### Written task:
Print the items from the line containing "[det] man's ear" through the line containing "[55,174,125,267]" exactly as they appear, and nothing else.

### The records:
⁂

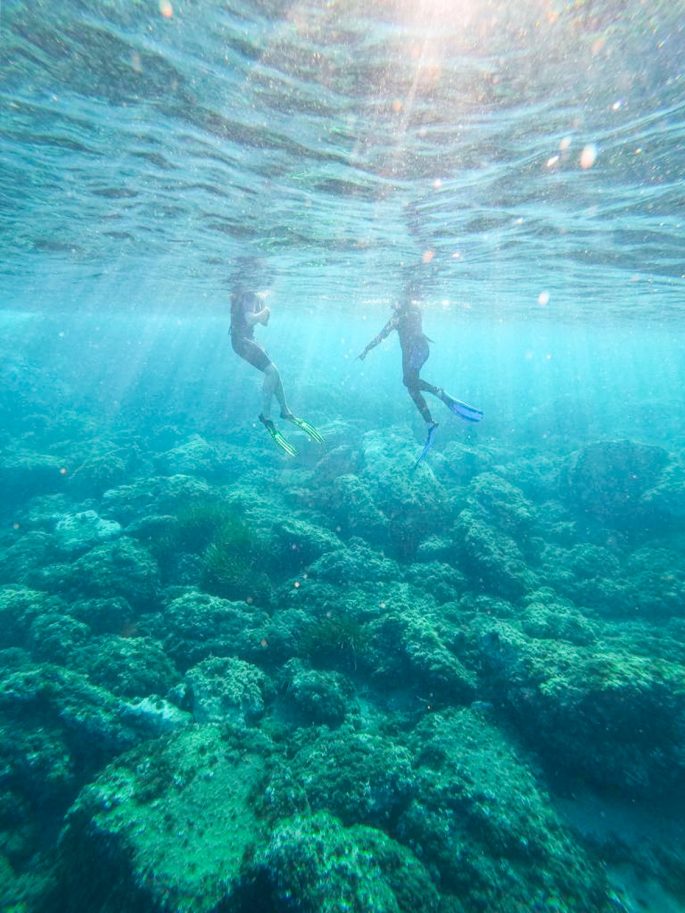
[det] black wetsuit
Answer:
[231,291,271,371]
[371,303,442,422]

⁂

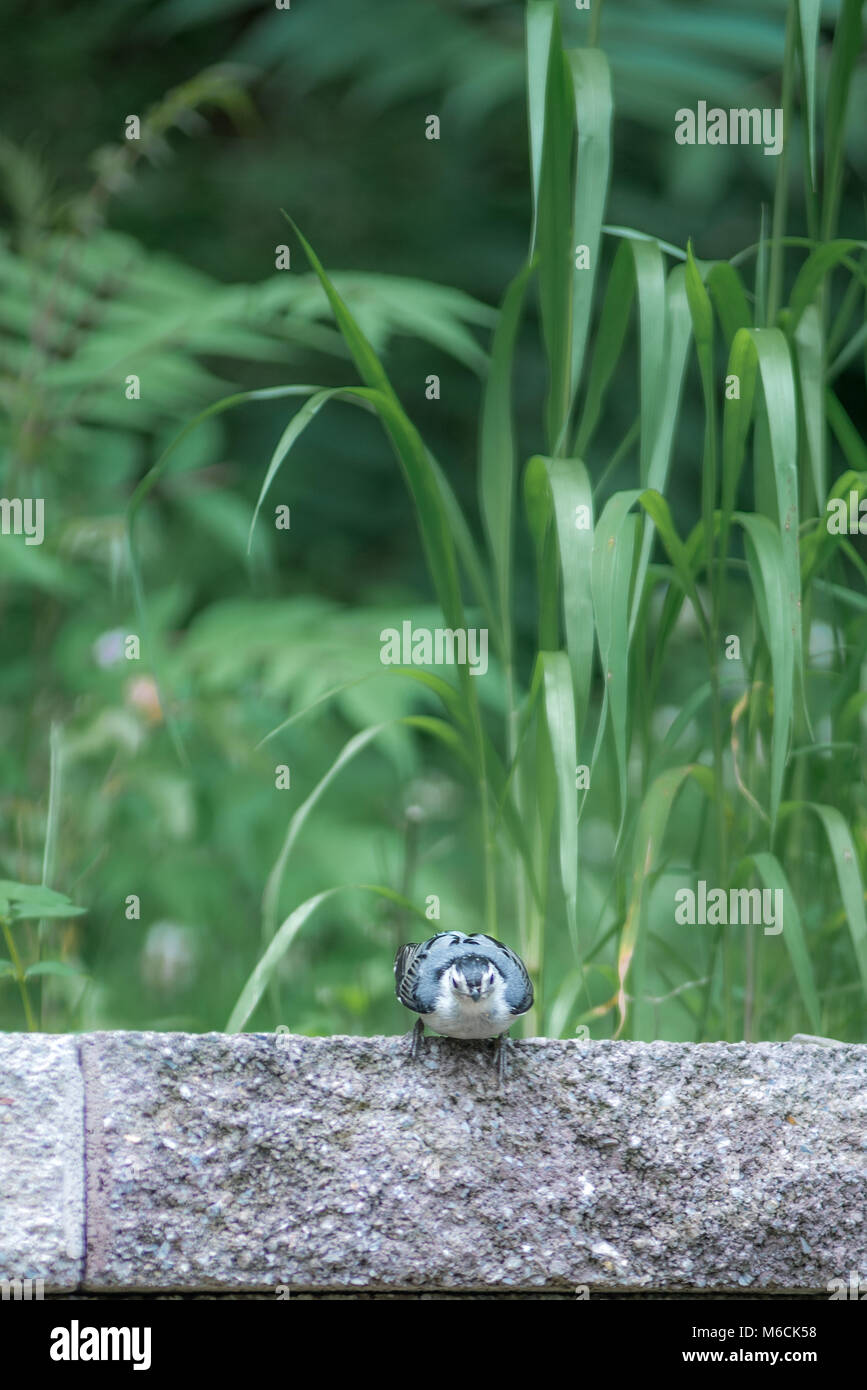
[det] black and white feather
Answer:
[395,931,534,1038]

⁂

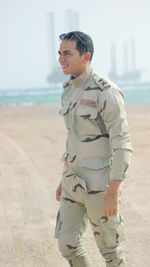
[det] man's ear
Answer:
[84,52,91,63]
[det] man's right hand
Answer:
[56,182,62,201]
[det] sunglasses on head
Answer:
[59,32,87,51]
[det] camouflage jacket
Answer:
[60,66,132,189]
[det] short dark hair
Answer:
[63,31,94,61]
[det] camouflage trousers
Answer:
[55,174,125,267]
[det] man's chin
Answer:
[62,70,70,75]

⁂

### Result of this exercise:
[det] man's ear
Answer:
[84,52,91,63]
[det] man's right hand
Answer:
[56,182,62,201]
[det] sunglasses on head
Answer:
[59,32,87,51]
[det] camouflage jacket
Answer:
[60,66,132,189]
[det] short dark hair
Answer:
[63,31,94,61]
[det] camouflage trousers
Answer:
[55,174,125,267]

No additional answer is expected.